--- begin Given passage ---

BRIEF DESCRIPTION OF THE DRAWING
[0033] FIG. 1 is a plan view of space filler according to a first
embodiment of the present invention;
[0034] FIG. 2 is a perspective view of an uncorking seal member
applied to the cushioning member of the space filler of FIG. 1;
[0035] FIG. 3 is a similar perspective view, but showing the
uncorking seal member peeled off halfway towards complete
removal;
[0036] FIG. 4 is a perspective view of an inverted "V"-shaped extra
buffer integrally connected to either lateral edge of the space
filler of FIG. 1;
[0037] FIG. 5 illustrates the space filler of FIG. 1 with an object
put on its center;
[0038] FIG. 6 illustrates how the object is put in a container
along with the space filler of FIG. 1;
[0039] FIG. 7 is a cross section showing that the object is put in
the container with the space filler of FIG. 1 occupying the
remaining space in the container;
[0040] FIG. 8 is a similar cross section, but showing that the
object is completely enclosed with the space filler of FIG. 1, and
is contained in the container;
[0041] FIG. 9 is an enlarged cross section of the
object-and-container taken along the line 9-9 in FIG. 8;
[0042] FIG. 10 is a plan view of a modification of the space filler
of FIG. 1 having sacrificial lines alternating with the partition
lines;
[0043] FIG. 11 illustrates, in cross section, the space filler of
FIG. 10 inflated with air, one sacrificial line being broken,
making two adjacent sections communicate with each other;
[0044] FIG. 12 is a plan view of a space filler according to a
second embodiment of the present invention;
[0045] FIG. 13 is an enlarged sectional view of the space filler of
FIG. 12 taken along the line 13-13 in FIG. 12;
[0046] FIG. 14 is a cross section of the space filler of FIG. 12
inflated with air, enwrapping a cylindrical object;
[0047] FIG. 15 is a plan view of space filler according to a third
embodiment of the present invention;
[0048] FIG. 16 is a perspective view of the space filler of FIG. 15
inflated with air;
[0049] FIG. 17 is a plan view of space filler according to a fourth
embodiment of the present invention;
[0050] FIG. 18 is an enlarged cross section of the space filler of
FIG. 17 taken along the line 18-18;
[0051] FIG. 19 is an enlarged cross section of the space filler of
FIG. 17 inflated with air, enwrapping a cylindrical object, taken
along the line 19-19 in FIG. 17;
[0052] FIG. 20 is an enlarged partial cross section of a
modification of the first embodiment shown in FIG. 10 inflated with
air, having partition lines and sacrificial lines, both formed by
thermowelding; and
[0053] FIG. 21 is an enlarged partial cross section of a fifth
embodiment of the space filler of FIG. 10 inflated with air, having
partition lines formed by thermowelding and sacrificial lines
formed by adhering with use of an adhesive agent 15 interposed
between resin sheets.

--- end Given passage ---
--- begin Entries shown ---

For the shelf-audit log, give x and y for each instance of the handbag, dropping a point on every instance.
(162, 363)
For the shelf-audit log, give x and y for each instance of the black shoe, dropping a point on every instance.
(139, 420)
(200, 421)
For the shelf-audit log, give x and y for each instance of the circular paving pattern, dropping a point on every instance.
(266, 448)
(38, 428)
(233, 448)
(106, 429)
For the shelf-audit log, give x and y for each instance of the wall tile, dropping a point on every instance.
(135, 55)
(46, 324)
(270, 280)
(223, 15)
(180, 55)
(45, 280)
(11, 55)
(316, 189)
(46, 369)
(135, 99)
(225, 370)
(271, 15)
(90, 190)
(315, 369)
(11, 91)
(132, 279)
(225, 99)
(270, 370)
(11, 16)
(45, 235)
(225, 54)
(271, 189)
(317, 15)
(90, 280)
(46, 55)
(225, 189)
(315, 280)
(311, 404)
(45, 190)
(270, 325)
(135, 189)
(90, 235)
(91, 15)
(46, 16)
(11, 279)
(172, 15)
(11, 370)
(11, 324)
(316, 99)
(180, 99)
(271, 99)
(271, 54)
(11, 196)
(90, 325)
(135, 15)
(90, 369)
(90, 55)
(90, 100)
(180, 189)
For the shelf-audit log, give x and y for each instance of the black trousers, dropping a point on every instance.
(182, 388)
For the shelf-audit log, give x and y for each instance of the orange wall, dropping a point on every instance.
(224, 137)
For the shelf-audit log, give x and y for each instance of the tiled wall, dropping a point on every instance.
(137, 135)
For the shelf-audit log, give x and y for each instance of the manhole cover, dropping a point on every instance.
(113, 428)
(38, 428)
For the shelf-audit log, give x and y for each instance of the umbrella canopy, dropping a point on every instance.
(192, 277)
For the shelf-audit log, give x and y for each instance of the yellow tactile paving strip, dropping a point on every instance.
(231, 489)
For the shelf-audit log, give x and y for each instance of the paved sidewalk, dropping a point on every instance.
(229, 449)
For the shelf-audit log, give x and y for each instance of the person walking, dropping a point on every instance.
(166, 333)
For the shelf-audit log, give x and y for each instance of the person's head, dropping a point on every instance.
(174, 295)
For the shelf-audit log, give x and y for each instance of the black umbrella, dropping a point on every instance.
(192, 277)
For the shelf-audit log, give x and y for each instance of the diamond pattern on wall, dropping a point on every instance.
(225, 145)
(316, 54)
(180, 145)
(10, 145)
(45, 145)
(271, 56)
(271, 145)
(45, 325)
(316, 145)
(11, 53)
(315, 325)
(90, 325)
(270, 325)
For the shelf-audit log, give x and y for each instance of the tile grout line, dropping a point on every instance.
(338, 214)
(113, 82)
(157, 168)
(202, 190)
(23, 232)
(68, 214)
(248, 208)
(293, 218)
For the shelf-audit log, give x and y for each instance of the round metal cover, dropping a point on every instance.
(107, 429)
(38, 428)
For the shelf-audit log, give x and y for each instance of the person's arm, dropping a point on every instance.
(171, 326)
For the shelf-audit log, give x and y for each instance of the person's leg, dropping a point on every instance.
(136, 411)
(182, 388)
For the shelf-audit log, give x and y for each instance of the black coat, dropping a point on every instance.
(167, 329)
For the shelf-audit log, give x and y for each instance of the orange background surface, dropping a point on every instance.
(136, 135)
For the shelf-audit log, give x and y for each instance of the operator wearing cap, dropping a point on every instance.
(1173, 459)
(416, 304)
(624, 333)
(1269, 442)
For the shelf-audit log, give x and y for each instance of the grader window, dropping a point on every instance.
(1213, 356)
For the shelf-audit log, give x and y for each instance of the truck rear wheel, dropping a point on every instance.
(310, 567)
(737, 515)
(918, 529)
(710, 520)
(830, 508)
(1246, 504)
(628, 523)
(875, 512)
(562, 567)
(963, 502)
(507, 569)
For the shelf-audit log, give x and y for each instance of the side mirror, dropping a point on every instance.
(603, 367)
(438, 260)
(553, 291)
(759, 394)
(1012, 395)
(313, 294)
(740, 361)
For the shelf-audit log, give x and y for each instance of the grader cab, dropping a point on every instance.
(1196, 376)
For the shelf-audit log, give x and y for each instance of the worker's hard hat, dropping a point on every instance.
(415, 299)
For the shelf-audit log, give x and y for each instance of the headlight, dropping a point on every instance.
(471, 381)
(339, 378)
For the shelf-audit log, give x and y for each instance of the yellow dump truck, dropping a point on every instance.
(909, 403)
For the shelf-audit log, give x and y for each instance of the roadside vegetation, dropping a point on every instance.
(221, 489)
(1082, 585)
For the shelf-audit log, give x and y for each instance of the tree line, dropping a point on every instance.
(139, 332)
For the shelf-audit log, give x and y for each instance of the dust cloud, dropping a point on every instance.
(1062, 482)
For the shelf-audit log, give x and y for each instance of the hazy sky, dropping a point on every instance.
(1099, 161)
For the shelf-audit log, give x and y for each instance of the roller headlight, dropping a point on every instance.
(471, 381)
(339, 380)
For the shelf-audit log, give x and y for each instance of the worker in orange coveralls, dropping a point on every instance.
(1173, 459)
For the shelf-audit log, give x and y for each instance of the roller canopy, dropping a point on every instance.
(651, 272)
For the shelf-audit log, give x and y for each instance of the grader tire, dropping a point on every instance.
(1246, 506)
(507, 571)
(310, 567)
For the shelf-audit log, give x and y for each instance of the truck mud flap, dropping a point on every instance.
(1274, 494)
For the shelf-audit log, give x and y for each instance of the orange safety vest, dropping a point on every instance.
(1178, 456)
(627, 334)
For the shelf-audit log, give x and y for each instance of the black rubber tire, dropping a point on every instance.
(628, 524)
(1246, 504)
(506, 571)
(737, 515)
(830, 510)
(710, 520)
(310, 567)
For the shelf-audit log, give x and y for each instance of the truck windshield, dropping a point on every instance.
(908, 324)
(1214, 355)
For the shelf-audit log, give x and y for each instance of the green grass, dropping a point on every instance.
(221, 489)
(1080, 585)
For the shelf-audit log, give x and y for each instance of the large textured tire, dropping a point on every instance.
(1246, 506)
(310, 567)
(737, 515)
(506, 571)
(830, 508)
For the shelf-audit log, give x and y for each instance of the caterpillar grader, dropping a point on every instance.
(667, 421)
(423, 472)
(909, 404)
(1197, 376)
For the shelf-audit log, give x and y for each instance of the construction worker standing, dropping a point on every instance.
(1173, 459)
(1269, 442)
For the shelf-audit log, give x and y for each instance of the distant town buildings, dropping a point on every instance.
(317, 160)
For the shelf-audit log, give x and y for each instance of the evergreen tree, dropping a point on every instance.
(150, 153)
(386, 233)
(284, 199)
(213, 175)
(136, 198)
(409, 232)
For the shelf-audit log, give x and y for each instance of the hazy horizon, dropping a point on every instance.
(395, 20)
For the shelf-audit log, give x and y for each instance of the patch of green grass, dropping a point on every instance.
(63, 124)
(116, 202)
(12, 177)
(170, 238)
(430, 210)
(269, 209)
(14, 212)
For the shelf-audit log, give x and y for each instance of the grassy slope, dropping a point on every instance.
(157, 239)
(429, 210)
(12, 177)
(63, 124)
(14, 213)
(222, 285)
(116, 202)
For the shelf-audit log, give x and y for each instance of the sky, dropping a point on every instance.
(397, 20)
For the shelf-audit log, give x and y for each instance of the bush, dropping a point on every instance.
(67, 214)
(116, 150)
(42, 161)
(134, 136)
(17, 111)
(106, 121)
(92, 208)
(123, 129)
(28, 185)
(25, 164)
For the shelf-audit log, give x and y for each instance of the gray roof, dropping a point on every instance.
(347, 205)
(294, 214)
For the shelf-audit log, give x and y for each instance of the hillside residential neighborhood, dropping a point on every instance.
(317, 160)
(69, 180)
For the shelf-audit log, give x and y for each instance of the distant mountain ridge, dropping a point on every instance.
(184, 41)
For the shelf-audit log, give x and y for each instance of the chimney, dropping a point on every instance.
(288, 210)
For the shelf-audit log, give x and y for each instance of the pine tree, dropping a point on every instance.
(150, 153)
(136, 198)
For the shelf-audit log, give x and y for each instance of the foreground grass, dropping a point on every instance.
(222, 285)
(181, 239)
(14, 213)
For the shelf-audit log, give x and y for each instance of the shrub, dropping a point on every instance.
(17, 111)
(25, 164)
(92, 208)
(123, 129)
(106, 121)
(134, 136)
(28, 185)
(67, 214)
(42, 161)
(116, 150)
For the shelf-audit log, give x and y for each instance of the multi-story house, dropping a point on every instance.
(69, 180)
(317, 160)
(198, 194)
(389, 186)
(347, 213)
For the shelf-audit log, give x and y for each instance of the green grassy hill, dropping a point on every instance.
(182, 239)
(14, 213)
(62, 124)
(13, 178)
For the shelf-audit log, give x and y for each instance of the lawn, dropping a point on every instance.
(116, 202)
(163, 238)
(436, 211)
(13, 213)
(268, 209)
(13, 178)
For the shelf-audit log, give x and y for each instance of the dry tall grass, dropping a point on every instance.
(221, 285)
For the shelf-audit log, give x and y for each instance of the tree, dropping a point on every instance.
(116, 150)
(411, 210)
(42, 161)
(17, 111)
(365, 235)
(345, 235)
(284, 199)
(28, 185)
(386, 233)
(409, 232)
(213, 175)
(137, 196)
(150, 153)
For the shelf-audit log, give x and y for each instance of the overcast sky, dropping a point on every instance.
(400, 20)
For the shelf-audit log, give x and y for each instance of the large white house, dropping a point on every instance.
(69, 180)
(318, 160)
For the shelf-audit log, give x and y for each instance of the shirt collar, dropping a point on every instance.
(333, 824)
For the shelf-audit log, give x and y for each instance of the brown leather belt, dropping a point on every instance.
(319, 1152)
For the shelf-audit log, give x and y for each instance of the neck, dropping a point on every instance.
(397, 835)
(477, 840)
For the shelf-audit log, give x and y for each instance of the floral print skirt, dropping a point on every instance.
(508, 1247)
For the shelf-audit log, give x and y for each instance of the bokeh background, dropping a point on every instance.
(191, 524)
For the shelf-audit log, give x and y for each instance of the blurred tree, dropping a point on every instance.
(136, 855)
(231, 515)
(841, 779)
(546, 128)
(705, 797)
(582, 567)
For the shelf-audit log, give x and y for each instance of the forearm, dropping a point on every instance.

--- end Entries shown ---

*Instructions for the task:* For each statement below, say yes or no according to the brief description of the drawing, and quote the words that decide it. 1. FIG. 12 shows a space filler according to a second embodiment. 2. In FIG. 21, the sacrificial lines are formed by thermowelding. 3. FIG. 16 shows the space filler of FIG. 15 inflated with air. The records have nothing to do with this.

*Answer to this problem:*
1. Yes: "FIG. 12 is a plan view of a space filler according to a second embodiment of the present invention"
2. No: "sacrificial lines formed by adhering with use of an adhesive agent 15 interposed between resin sheets"
3. Yes: "FIG. 16 is a perspective view of the space filler of FIG. 15 inflated with air"